WHAT TO PRODUCE »
With every line kept intact, print the entries that appear below.

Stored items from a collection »
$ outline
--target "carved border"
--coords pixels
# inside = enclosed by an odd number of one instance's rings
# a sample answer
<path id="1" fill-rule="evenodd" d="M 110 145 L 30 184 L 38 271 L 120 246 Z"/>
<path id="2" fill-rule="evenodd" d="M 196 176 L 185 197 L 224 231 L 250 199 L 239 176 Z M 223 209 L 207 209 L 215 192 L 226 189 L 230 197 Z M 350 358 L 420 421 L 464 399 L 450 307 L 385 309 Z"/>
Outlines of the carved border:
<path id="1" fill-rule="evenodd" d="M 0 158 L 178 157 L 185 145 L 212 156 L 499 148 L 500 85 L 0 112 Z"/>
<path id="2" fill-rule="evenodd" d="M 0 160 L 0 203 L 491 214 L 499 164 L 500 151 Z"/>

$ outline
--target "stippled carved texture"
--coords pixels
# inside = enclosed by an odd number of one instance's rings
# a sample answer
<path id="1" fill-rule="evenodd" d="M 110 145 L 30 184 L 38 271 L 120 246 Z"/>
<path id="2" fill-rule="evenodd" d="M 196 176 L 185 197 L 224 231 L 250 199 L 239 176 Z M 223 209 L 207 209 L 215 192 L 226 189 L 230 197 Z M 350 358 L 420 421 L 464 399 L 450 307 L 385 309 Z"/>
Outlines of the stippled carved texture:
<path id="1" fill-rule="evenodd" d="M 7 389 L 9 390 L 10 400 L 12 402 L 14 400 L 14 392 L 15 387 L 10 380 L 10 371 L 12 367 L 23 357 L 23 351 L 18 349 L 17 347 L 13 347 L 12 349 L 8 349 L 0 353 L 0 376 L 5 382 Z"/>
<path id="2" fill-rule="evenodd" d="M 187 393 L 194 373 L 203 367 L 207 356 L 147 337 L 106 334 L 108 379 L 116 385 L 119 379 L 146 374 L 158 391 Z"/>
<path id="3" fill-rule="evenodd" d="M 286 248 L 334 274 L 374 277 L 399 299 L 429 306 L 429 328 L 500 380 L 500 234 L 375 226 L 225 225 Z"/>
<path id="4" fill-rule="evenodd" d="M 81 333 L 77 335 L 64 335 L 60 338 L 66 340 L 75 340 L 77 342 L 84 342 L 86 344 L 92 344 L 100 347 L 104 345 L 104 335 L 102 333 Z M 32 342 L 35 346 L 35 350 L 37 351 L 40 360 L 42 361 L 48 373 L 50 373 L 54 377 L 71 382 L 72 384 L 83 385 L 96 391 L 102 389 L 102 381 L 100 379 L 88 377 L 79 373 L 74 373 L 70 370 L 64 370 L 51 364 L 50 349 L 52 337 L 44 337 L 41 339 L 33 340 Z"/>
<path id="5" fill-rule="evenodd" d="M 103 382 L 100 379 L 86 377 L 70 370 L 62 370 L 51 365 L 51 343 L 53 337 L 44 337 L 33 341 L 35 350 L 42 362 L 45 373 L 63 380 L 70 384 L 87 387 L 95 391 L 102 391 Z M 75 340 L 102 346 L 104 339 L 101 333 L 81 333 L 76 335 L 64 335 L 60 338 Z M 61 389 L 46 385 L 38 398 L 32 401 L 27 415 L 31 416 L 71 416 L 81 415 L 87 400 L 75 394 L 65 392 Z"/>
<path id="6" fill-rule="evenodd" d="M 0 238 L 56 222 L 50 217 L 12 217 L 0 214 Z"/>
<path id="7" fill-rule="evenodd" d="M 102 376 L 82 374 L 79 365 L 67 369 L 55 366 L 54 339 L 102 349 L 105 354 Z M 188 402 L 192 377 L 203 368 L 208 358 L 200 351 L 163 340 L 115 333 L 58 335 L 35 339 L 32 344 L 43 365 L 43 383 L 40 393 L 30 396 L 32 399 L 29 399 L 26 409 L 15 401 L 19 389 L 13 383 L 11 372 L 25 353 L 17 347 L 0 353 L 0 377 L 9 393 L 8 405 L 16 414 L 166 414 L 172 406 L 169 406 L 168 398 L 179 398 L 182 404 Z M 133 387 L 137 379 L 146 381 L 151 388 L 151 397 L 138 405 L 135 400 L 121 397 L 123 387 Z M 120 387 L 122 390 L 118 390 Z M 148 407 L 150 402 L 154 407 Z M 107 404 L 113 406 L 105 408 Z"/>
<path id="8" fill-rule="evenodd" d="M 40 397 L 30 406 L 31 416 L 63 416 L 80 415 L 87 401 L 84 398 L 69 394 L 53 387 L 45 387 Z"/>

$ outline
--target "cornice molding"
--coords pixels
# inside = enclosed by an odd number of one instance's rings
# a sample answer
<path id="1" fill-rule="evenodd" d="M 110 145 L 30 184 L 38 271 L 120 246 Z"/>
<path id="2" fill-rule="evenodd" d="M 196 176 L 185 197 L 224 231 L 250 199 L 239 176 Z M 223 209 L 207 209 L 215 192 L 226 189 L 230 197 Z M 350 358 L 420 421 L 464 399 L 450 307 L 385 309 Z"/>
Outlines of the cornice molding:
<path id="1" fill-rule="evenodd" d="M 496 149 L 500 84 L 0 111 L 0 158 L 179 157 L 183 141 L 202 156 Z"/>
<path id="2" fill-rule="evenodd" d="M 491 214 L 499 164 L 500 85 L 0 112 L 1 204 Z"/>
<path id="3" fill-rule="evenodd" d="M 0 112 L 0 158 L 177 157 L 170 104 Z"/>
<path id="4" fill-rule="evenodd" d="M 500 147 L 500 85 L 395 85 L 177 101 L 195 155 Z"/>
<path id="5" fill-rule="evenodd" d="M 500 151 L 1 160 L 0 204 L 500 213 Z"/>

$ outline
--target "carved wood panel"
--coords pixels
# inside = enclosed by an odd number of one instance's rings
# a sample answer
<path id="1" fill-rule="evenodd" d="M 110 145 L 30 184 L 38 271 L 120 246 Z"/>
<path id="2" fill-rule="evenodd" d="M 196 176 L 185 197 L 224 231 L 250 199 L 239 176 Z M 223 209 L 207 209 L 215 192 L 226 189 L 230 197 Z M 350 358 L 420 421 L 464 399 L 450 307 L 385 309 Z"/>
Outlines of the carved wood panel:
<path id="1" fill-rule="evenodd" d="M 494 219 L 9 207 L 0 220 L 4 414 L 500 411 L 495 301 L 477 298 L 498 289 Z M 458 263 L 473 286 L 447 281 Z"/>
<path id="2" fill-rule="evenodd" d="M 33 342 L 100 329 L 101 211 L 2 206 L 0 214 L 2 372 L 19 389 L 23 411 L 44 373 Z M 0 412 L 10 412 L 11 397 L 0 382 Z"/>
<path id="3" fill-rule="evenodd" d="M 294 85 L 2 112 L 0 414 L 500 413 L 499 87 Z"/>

ANSWER TO THIS PROBLEM »
$ outline
--target "carved border"
--coords pixels
# inside = enclosed by an odd number of one instance's rings
# a sample answer
<path id="1" fill-rule="evenodd" d="M 110 145 L 30 184 L 38 271 L 120 246 Z"/>
<path id="2" fill-rule="evenodd" d="M 196 176 L 185 197 L 224 231 L 250 199 L 239 176 Z M 223 209 L 207 209 L 215 192 L 226 189 L 230 197 Z M 350 358 L 420 421 L 464 399 L 450 307 L 385 309 Z"/>
Outlines of the carved border:
<path id="1" fill-rule="evenodd" d="M 0 158 L 178 157 L 185 145 L 212 156 L 499 148 L 500 85 L 0 112 Z"/>
<path id="2" fill-rule="evenodd" d="M 0 160 L 0 203 L 491 214 L 499 164 L 500 151 Z"/>

$ outline
--target "stippled carved texture"
--coords pixels
# inside = enclosed by an odd number of one instance's rings
# a sample answer
<path id="1" fill-rule="evenodd" d="M 110 145 L 30 184 L 38 271 L 120 246 Z"/>
<path id="2" fill-rule="evenodd" d="M 196 176 L 185 197 L 224 231 L 250 199 L 239 176 Z M 223 209 L 207 209 L 215 192 L 226 189 L 230 197 Z M 350 358 L 420 421 L 464 399 L 450 307 L 385 309 Z"/>
Outlines of the stippled carved texture:
<path id="1" fill-rule="evenodd" d="M 7 389 L 9 390 L 10 400 L 12 402 L 14 400 L 14 392 L 15 387 L 10 380 L 10 371 L 12 367 L 23 357 L 23 351 L 18 349 L 17 347 L 13 347 L 12 349 L 8 349 L 0 353 L 0 376 L 5 382 Z"/>
<path id="2" fill-rule="evenodd" d="M 187 393 L 194 373 L 203 367 L 207 356 L 147 337 L 106 334 L 108 379 L 116 385 L 119 379 L 146 374 L 158 391 Z"/>
<path id="3" fill-rule="evenodd" d="M 286 248 L 334 274 L 374 277 L 399 299 L 429 306 L 429 328 L 500 380 L 500 234 L 375 226 L 225 225 Z"/>
<path id="4" fill-rule="evenodd" d="M 81 333 L 77 335 L 64 335 L 60 338 L 66 340 L 75 340 L 77 342 L 84 342 L 86 344 L 92 344 L 100 347 L 104 345 L 104 335 L 102 333 Z M 32 342 L 35 346 L 35 350 L 37 351 L 40 360 L 42 361 L 48 373 L 50 373 L 54 377 L 71 382 L 72 384 L 83 385 L 96 391 L 102 389 L 102 381 L 100 379 L 88 377 L 79 373 L 74 373 L 70 370 L 64 370 L 51 364 L 50 349 L 52 337 L 44 337 L 41 339 L 33 340 Z"/>
<path id="5" fill-rule="evenodd" d="M 103 382 L 100 379 L 86 377 L 70 370 L 62 370 L 51 365 L 51 343 L 53 337 L 44 337 L 33 341 L 35 350 L 42 362 L 45 373 L 63 380 L 70 384 L 87 387 L 95 391 L 102 391 Z M 75 340 L 102 346 L 104 339 L 101 333 L 81 333 L 76 335 L 64 335 L 60 338 Z M 61 389 L 46 385 L 38 398 L 32 401 L 27 415 L 31 416 L 71 416 L 81 415 L 87 400 L 75 394 L 65 392 Z"/>
<path id="6" fill-rule="evenodd" d="M 0 238 L 56 222 L 50 217 L 12 217 L 0 214 Z"/>
<path id="7" fill-rule="evenodd" d="M 102 376 L 82 374 L 79 365 L 67 369 L 55 366 L 54 339 L 102 349 L 105 354 Z M 188 402 L 192 377 L 203 368 L 208 358 L 200 351 L 163 340 L 115 333 L 58 335 L 35 339 L 32 344 L 43 365 L 43 383 L 40 393 L 30 396 L 32 399 L 29 399 L 26 409 L 15 401 L 19 389 L 13 383 L 11 372 L 25 353 L 17 347 L 0 353 L 0 377 L 9 393 L 8 405 L 16 414 L 166 414 L 172 406 L 169 406 L 168 398 L 179 398 L 182 404 Z M 133 387 L 137 379 L 146 381 L 151 388 L 151 397 L 138 405 L 135 400 L 121 397 L 123 387 Z M 120 387 L 122 390 L 118 390 Z M 148 407 L 150 402 L 154 407 Z M 107 404 L 113 406 L 105 408 Z"/>
<path id="8" fill-rule="evenodd" d="M 40 397 L 30 406 L 31 416 L 63 416 L 80 415 L 87 401 L 84 398 L 69 394 L 53 387 L 45 387 Z"/>

$ outline
--target "cornice molding"
--coords pixels
# inside = enclosed by an odd number of one instance's rings
# a sample answer
<path id="1" fill-rule="evenodd" d="M 110 145 L 30 184 L 38 271 L 120 246 Z"/>
<path id="2" fill-rule="evenodd" d="M 196 176 L 185 197 L 224 231 L 250 199 L 239 176 Z M 223 209 L 207 209 L 215 192 L 226 189 L 230 197 Z M 350 358 L 420 421 L 464 399 L 450 307 L 385 309 Z"/>
Outlines of the cornice molding:
<path id="1" fill-rule="evenodd" d="M 496 149 L 500 84 L 0 111 L 0 158 L 179 157 L 183 141 L 202 156 Z"/>
<path id="2" fill-rule="evenodd" d="M 491 214 L 499 164 L 500 85 L 0 112 L 1 204 Z"/>
<path id="3" fill-rule="evenodd" d="M 0 112 L 0 158 L 177 157 L 170 104 Z"/>
<path id="4" fill-rule="evenodd" d="M 500 147 L 500 85 L 395 85 L 177 101 L 195 155 Z"/>
<path id="5" fill-rule="evenodd" d="M 500 151 L 1 160 L 0 204 L 500 213 Z"/>

$ outline
--target "carved wood panel"
--coords pixels
# inside = enclosed by an odd number of one instance's rings
# a sample answer
<path id="1" fill-rule="evenodd" d="M 110 145 L 30 184 L 38 271 L 120 246 Z"/>
<path id="2" fill-rule="evenodd" d="M 196 176 L 185 197 L 224 231 L 250 199 L 239 176 Z M 223 209 L 207 209 L 215 192 L 226 189 L 230 197 Z M 350 358 L 420 421 L 464 399 L 450 307 L 385 309 Z"/>
Outlines of the carved wood panel:
<path id="1" fill-rule="evenodd" d="M 494 219 L 9 207 L 0 220 L 4 414 L 500 411 L 495 301 L 477 298 L 498 289 Z M 458 263 L 473 286 L 447 281 Z"/>
<path id="2" fill-rule="evenodd" d="M 33 342 L 100 329 L 101 211 L 2 206 L 0 214 L 2 372 L 19 389 L 23 411 L 44 373 Z M 0 412 L 10 412 L 11 397 L 0 382 Z"/>
<path id="3" fill-rule="evenodd" d="M 294 85 L 2 112 L 0 414 L 500 413 L 499 87 Z"/>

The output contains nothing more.